* **Required work**
Scan the data for "cloud" and copy the lines it appears in.

* **Provided data**
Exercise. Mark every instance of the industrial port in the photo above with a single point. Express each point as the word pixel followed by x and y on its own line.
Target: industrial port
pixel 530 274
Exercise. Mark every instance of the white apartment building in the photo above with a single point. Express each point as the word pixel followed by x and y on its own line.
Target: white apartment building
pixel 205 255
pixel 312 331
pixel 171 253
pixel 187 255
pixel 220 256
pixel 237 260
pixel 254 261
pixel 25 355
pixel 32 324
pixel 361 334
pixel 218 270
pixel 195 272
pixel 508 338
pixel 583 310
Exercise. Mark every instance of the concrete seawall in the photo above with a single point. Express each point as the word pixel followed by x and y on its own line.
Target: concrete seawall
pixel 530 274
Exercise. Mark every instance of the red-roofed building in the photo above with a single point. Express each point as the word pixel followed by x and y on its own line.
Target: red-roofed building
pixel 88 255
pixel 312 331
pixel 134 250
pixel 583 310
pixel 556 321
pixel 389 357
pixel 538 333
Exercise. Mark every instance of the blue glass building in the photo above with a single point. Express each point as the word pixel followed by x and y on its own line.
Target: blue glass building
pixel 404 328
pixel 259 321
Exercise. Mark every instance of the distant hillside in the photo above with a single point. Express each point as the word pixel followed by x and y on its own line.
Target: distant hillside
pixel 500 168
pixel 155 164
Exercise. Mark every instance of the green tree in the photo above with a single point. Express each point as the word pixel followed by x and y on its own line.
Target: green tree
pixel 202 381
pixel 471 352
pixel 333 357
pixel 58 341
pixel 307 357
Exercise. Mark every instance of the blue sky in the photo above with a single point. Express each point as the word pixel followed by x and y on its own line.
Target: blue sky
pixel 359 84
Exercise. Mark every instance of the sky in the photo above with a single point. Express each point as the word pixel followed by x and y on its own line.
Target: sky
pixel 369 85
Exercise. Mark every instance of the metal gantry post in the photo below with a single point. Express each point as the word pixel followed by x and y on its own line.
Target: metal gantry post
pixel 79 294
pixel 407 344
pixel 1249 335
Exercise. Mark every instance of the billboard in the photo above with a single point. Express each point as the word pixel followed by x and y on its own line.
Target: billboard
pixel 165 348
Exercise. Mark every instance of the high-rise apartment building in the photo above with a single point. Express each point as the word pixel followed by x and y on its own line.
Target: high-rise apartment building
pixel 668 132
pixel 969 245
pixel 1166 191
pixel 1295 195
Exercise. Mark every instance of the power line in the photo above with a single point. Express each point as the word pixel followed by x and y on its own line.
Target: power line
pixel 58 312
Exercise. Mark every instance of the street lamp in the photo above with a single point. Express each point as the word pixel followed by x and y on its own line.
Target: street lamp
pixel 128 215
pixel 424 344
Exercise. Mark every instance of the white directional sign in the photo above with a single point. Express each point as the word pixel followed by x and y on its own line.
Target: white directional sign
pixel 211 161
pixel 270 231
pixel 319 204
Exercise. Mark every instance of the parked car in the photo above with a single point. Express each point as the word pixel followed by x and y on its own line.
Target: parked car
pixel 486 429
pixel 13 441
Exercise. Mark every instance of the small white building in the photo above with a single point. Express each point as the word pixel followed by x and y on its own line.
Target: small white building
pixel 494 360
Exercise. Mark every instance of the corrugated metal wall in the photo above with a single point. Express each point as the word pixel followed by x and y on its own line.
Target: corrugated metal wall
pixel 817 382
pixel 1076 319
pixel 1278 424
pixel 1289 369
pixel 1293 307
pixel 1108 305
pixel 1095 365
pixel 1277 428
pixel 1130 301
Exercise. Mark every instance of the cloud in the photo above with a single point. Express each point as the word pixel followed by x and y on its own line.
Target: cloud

* **Answer to this problem**
Exercise. Mark every instance of the cloud in the photo above with a single point. Express each point as the word pixel followed by x and y on its own line.
Target: cloud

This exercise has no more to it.